• [Work required] The pictures stay out; all of the data is to be printed exactly.

Start of Records for this task

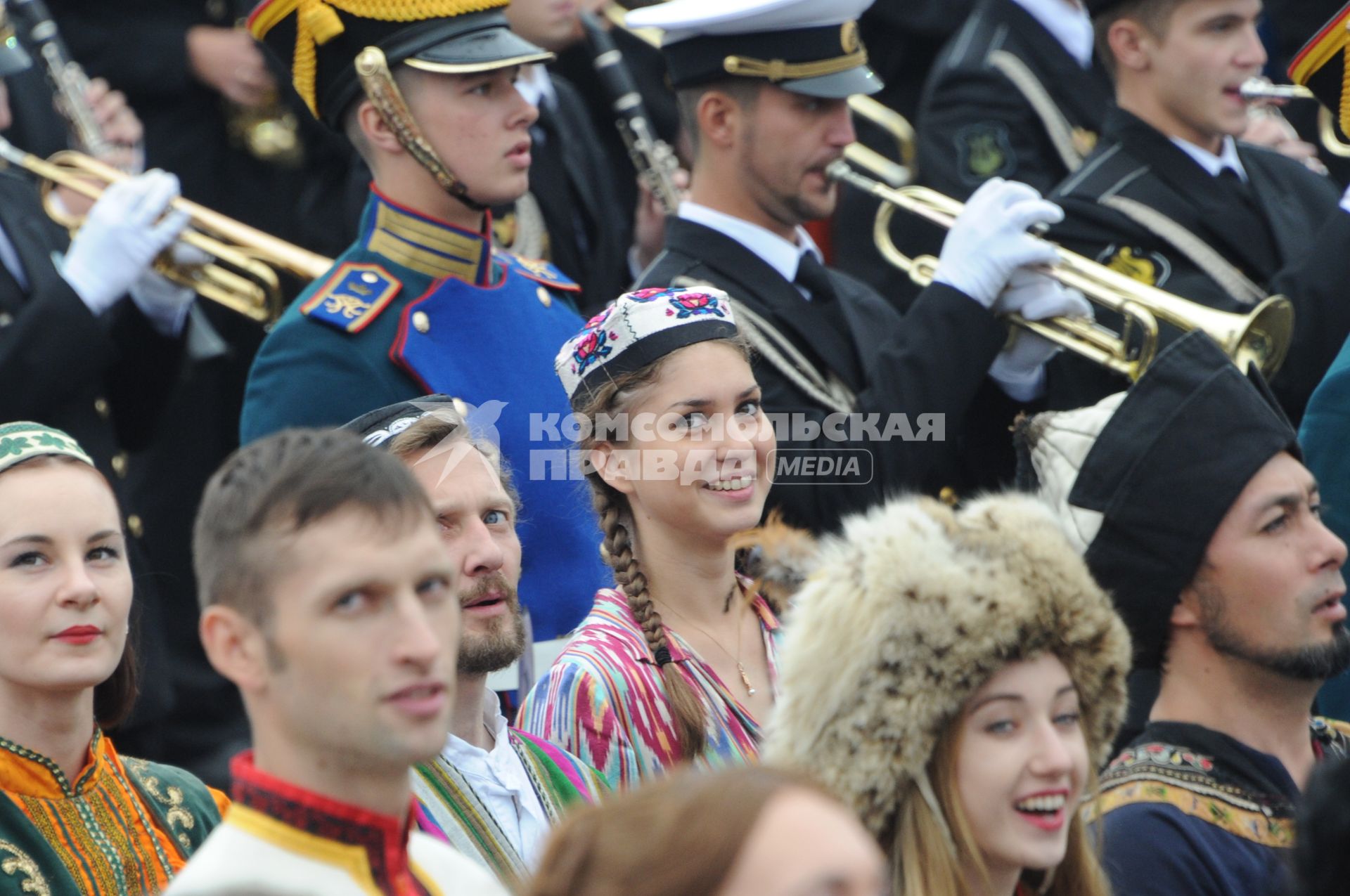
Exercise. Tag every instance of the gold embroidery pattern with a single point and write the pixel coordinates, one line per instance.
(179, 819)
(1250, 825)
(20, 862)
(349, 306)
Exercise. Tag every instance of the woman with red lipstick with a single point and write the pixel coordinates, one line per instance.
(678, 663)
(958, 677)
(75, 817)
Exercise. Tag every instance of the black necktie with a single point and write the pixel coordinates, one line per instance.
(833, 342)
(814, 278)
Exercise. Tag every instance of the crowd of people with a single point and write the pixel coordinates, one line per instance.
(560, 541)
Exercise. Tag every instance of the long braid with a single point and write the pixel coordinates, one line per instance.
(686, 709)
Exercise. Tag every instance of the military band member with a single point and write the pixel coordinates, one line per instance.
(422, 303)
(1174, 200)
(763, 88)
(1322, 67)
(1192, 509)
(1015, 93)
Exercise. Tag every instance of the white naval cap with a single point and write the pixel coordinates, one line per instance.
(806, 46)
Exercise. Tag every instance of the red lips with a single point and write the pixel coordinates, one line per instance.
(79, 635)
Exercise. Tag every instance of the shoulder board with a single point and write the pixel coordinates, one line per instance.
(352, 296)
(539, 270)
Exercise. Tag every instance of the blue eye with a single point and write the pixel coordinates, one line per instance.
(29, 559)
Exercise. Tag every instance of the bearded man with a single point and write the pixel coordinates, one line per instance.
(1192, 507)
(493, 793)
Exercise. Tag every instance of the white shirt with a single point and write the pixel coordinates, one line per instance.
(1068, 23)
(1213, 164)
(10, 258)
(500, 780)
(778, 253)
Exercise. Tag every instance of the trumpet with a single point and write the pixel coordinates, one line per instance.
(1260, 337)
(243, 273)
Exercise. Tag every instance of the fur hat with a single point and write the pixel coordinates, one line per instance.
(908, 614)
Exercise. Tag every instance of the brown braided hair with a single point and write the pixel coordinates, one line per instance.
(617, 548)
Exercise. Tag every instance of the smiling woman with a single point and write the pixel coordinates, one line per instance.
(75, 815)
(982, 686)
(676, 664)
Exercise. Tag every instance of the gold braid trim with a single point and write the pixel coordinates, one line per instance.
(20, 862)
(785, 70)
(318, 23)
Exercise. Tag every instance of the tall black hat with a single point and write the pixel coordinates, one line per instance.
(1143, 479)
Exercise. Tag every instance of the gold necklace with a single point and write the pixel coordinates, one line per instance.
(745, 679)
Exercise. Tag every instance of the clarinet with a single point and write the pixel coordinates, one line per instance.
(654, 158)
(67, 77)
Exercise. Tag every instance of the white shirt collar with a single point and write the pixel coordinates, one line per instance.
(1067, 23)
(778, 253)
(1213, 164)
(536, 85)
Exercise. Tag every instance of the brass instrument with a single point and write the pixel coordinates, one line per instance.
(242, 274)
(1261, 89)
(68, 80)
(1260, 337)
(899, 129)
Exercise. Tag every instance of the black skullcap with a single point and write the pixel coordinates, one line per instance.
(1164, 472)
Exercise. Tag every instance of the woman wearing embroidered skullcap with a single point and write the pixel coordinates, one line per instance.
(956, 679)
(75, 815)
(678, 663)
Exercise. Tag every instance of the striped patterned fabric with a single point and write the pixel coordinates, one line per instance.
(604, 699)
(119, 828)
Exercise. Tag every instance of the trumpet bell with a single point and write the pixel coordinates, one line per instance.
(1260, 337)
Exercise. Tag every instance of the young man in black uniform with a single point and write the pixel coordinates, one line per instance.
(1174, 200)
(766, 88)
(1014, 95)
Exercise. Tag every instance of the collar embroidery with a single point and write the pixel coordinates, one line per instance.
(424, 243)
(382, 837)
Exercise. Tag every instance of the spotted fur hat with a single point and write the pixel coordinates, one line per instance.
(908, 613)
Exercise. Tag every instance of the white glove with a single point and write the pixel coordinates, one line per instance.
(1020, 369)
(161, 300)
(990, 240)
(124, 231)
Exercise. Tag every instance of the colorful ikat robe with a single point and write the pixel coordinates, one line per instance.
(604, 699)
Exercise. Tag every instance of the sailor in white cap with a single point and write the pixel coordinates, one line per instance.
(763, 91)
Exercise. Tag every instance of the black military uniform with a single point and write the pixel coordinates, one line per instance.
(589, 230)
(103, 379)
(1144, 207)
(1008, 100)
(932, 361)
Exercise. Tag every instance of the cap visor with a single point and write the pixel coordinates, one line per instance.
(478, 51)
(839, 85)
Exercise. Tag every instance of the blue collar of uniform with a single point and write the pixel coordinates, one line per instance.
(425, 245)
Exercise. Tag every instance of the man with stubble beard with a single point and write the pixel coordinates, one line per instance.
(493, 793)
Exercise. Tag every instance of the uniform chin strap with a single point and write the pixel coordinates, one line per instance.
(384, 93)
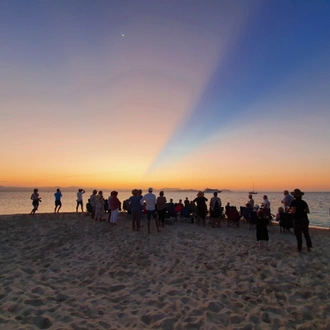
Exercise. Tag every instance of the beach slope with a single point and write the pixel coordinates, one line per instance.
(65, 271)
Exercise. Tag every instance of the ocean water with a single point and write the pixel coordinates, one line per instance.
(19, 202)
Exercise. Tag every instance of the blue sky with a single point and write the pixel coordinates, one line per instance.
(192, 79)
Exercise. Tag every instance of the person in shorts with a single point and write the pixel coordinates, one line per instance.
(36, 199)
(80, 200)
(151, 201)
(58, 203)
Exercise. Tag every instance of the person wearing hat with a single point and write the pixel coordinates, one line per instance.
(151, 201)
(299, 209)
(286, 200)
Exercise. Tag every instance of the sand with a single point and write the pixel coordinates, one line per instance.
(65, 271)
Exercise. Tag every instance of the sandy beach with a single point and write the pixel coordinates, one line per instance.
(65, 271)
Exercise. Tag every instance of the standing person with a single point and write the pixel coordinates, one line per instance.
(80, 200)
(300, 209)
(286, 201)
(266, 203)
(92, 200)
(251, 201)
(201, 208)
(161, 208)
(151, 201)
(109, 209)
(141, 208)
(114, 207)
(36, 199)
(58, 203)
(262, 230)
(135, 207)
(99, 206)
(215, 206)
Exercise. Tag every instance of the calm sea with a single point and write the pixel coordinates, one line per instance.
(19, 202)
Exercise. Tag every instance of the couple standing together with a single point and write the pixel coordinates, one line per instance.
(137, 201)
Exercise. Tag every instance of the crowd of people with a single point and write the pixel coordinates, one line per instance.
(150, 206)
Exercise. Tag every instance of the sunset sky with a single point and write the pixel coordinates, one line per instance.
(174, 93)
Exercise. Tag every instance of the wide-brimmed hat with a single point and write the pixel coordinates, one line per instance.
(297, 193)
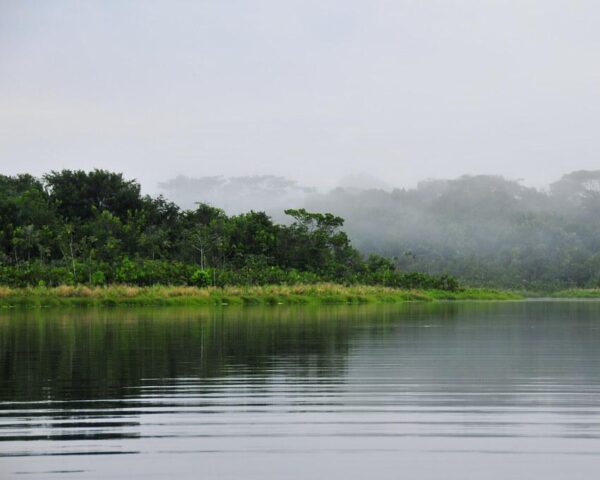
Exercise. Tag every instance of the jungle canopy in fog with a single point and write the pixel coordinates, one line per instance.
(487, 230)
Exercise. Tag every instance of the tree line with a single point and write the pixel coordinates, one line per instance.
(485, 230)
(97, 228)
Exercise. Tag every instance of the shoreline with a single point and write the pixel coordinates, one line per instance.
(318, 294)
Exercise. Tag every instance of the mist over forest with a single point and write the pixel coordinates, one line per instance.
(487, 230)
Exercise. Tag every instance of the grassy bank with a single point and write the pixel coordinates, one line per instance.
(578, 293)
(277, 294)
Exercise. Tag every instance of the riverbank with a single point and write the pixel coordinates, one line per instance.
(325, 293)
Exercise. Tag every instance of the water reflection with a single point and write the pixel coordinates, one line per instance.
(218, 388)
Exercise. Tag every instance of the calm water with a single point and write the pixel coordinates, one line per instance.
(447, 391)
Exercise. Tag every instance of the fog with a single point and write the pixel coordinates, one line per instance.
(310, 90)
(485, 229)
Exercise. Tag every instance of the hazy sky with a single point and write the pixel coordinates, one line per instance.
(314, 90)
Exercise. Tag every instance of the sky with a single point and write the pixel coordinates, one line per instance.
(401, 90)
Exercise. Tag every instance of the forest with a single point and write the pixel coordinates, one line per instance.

End of Records for this task

• [Response to the task]
Exercise. Tag every instance of the gold embroidery pattern with a single point and write the pixel coordinates, one line per instance.
(179, 819)
(1250, 825)
(20, 862)
(349, 306)
Exercise. Tag every instance of the woman with red lipstick with a single point and write the pixel coordinates, one line per instance.
(678, 663)
(958, 677)
(75, 817)
Exercise. Tag every instance of the black necktie with a single point and write the pixel coordinates, one line per instance.
(833, 342)
(814, 278)
Exercise. Tag every instance of the crowd of people with a single point and write the pixel coordinates, one line per instance.
(560, 541)
Exercise. Tag every instance of the long braid with a single point and write the pixel coordinates, one line per instance.
(686, 709)
Exercise. Tag every instance of the military band member with a single point and write the pixel coordinates, one line per instance.
(422, 303)
(1174, 200)
(763, 88)
(1322, 67)
(1192, 509)
(1015, 93)
Exercise. Tag every instance of the white naval cap with a single point and write the pixel coordinates, one line per instance.
(806, 46)
Exercise. Tag every instance of the red lips with a single point and write the pixel coordinates, one line per instance.
(79, 635)
Exercise. Tag every instance of the shoulder board with a single point and write the pixel coordinates, one line per instance.
(352, 296)
(539, 270)
Exercise. Tag every instance of the blue eye with a single point and write the pixel coordinates, one line per instance.
(29, 559)
Exercise. Tag every instance of the bearded man with a single point and write the pixel coordinates, one line per instance.
(1192, 507)
(493, 793)
Exercise. Tag every instance of the white shirt with a single point and write the pixel coordinates, one line per instance.
(1068, 23)
(1213, 164)
(10, 258)
(500, 780)
(778, 253)
Exercise. Tag every instance of the trumpet with a single point and write the pixel coordinates, one line per instance.
(1260, 337)
(243, 273)
Exercise. Tag every instance of the fur hat with a single point and write the pixel coordinates, one line per instance.
(908, 614)
Exercise. Tag every instance of the brown braided hair with a single point and write the pixel coordinates, one line per instance.
(617, 548)
Exercise. Tag every instance of the smiling woman with a single point and write the pixel coordinates, one line per instance.
(75, 815)
(982, 686)
(676, 664)
Exercise. Tag every instance of the gold braid trim with a single point and write the pixel coordinates, one line per instance.
(20, 862)
(785, 70)
(318, 23)
Exercise. Tag every instance of the tall black hat with a single point and write the pixel coordinates, one line per instance.
(1143, 479)
Exercise. Tag every instance of the gold necklace with a single point and write the pixel coordinates, one line per instance.
(745, 679)
Exercise. Tag every instance of the clarinet with a single point and write the pixel coordinates, one line per instance.
(654, 158)
(67, 77)
Exercise. Tag every instance of the white shirt collar with a single point and write the pixel coordinates, one line per instance.
(1067, 23)
(778, 253)
(1213, 164)
(536, 85)
Exercise. Tag every instance of the brass instrument with a single point and write the pixel coordinates, one line per instance.
(242, 274)
(1261, 89)
(68, 80)
(1260, 337)
(899, 129)
Exercise. Tag every instance of the black skullcap with a single point and write the pixel coordinates, one line per instance.
(1164, 472)
Exercise. Tag every instance of the woman wearing embroidered skullcap with a single point and write the pixel coordinates, one line per instance.
(956, 679)
(75, 815)
(678, 663)
Exercise. Tag every instance of the striped patterned fabric with a single point and write the pixel coordinates, one line per instance.
(604, 699)
(119, 828)
Exercise. Tag every instance of the trumpet bell with a single point and write the pixel coordinates, one line per instance.
(1260, 337)
Exercise. Tag every instance of the young man in black uniform with a single point and write the pixel coordinates, one line per instance.
(1174, 200)
(766, 88)
(1014, 95)
Exercise. Tag every instance of the collar embroidery with a single point and write the pixel coordinates, one line per instance.
(424, 243)
(382, 837)
Exercise. Tag every instance of the spotted fur hat with a single point and write the pixel coordinates, one line per instance.
(908, 613)
Exercise. Tag every instance of the white glove with a single point and write the pixel coordinates, one line per instance.
(1020, 369)
(161, 300)
(990, 240)
(124, 231)
Exercise. Tag every instance of the colorful ikat robe with a single point and write the pixel coordinates, one line per instance.
(604, 699)
Exercise. Tag every instance of the sailor in white cap with a single point and write the pixel coordinates, one line per instance.
(763, 91)
Exercise. Tag every instance of the black military uniform with a single point and write the pixel coordinates, one line per instance.
(589, 230)
(103, 379)
(1144, 207)
(1008, 100)
(932, 361)
Exercise. Tag every instance of the cap visor with a single point and write the pixel coordinates, one line per instance.
(478, 51)
(839, 85)
Exercise. Tag every instance of the blue collar of uniform with a single point and write the pixel coordinates, one line per instance.
(425, 245)
Exercise. Tag every instance of the man with stubble beard with a single point and write the pixel coordinates, one line per instance.
(493, 793)
Exercise. Tag every instance of the uniform chin strap with a single point and write the pixel coordinates, one line per instance.
(384, 93)
Exercise. Tag every instance of the beach slope with a single point and write the pixel coordinates, one line per instance.
(65, 271)
Exercise. Tag every instance of the ocean water with a single point and write the pixel coordinates, one line per instance.
(19, 202)
Exercise. Tag every instance of the blue sky with a single point and write the pixel coordinates, one line per instance.
(192, 79)
Exercise. Tag every instance of the person in shorts with a single point and write the pixel coordinates, one line per instance.
(36, 199)
(80, 200)
(151, 201)
(58, 203)
Exercise. Tag every instance of the person wearing hat with a single point and write the pixel coordinates, one line per instance.
(151, 201)
(299, 209)
(286, 200)
Exercise. Tag every instance of the sand with a single point and write the pixel coordinates, one line per instance.
(65, 271)
Exercise. Tag every instance of the sandy beach with a single point and write the pixel coordinates, one line per instance.
(65, 271)
Exercise. Tag every instance of the standing person with a single point and write the pixel coordinates, one line per instance.
(80, 200)
(300, 209)
(286, 201)
(266, 203)
(92, 200)
(251, 201)
(201, 208)
(161, 208)
(151, 201)
(109, 209)
(141, 208)
(114, 207)
(36, 199)
(58, 203)
(262, 230)
(135, 207)
(99, 206)
(215, 206)
Exercise. Tag every instance of the calm sea with a single point and write the pixel coordinates, one line per instance.
(19, 202)
Exercise. Tag every instance of the couple standing together with a single point and write the pixel coordinates, one line per instance.
(137, 201)
Exercise. Tag every instance of the crowd of people with a single point and write the pixel coordinates, one line per instance.
(150, 206)
Exercise. Tag every instance of the sunset sky with a single point and write the pixel coordinates, one line per instance.
(174, 93)
Exercise. Tag every instance of the wide-brimmed hat with a single point and write the pixel coordinates, one line per instance.
(297, 193)
Exercise. Tag every instance of the jungle canopy in fog with a single point and write the pixel coordinates, one line per instance.
(487, 230)
Exercise. Tag every instance of the tree line with a single point and write the pixel coordinates, one line per instance.
(485, 230)
(97, 228)
Exercise. Tag every instance of the shoreline with a single point and write the pixel coordinates, one line per instance.
(318, 294)
Exercise. Tag every instance of the mist over forest with a single point and write the pixel coordinates, one line per instance.
(487, 230)
Exercise. Tag every instance of the grassy bank with a single point and write the pixel coordinates, one line per instance.
(578, 293)
(277, 294)
Exercise. Tag every instance of the riverbank with a single point and write the pixel coordinates, one line per instance.
(325, 293)
Exercise. Tag every instance of the water reflection with a single point and write the pixel coordinates, one line per instance.
(218, 388)
Exercise. Tag every instance of the calm water with a single point and write the pixel coordinates, one line per instance.
(447, 391)
Exercise. Tag every instance of the fog with a single point and write the pixel coordinates, one line per instance.
(310, 90)
(485, 229)
Exercise. Tag every instance of the hazy sky with a single point and write the pixel coordinates, one line per instance.
(314, 90)
Exercise. Tag every instance of the sky with a single point and write the pixel coordinates, one line per instance.
(401, 90)
Exercise. Tag every instance of the forest with a single point and write the pixel coordinates, one line per instance.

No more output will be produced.